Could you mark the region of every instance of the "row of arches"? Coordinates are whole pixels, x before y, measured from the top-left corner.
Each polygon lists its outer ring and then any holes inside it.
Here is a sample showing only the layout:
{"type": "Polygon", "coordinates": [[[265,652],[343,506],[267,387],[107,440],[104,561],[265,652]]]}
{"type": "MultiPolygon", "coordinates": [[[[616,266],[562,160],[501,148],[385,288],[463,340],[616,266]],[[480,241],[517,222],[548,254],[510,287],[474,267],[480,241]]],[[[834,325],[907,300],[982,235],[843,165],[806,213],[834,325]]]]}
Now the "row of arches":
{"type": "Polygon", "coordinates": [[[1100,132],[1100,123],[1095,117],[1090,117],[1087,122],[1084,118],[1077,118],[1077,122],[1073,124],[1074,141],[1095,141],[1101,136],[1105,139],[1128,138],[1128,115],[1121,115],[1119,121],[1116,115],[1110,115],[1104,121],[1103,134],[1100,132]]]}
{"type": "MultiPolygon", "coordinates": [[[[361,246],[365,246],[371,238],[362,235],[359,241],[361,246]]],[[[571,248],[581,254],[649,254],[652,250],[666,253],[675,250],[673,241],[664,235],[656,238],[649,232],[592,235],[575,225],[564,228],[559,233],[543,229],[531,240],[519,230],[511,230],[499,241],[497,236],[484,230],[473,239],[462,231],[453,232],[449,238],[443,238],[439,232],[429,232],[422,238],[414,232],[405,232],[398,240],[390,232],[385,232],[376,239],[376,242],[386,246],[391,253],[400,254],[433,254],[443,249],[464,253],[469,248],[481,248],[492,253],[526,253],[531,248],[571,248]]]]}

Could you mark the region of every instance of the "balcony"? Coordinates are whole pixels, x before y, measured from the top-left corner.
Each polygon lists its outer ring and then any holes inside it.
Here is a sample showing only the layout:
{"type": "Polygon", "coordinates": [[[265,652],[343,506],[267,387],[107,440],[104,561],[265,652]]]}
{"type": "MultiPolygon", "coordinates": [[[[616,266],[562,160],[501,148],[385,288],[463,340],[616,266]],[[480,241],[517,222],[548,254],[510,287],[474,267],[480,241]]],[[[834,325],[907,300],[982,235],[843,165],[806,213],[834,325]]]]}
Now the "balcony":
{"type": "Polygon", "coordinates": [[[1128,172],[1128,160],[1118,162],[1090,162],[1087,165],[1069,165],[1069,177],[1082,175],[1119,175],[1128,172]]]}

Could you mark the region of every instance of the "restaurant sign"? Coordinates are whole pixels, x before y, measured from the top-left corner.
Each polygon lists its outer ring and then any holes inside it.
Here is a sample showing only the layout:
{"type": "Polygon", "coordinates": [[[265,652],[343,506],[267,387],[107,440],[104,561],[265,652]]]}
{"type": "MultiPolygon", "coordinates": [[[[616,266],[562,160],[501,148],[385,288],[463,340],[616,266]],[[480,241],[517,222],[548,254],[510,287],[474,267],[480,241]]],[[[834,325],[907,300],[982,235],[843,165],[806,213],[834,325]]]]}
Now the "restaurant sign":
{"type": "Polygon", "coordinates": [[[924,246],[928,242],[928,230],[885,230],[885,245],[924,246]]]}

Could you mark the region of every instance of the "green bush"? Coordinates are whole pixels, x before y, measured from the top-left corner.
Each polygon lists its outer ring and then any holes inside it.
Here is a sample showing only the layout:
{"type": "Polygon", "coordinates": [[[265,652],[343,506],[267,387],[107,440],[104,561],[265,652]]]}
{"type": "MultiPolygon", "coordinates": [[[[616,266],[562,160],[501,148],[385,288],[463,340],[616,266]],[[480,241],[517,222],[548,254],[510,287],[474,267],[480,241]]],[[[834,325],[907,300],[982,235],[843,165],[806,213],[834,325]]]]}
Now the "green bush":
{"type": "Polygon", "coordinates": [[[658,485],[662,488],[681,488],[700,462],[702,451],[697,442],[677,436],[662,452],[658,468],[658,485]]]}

.....

Problem to work on:
Pull out each line above in which the word "bush" appears, and copy every such line in full.

Exercise response:
Could you mark the region of every instance of the "green bush"? Coordinates are whole pixels, x before y, measured from the top-left corner.
Now the "green bush":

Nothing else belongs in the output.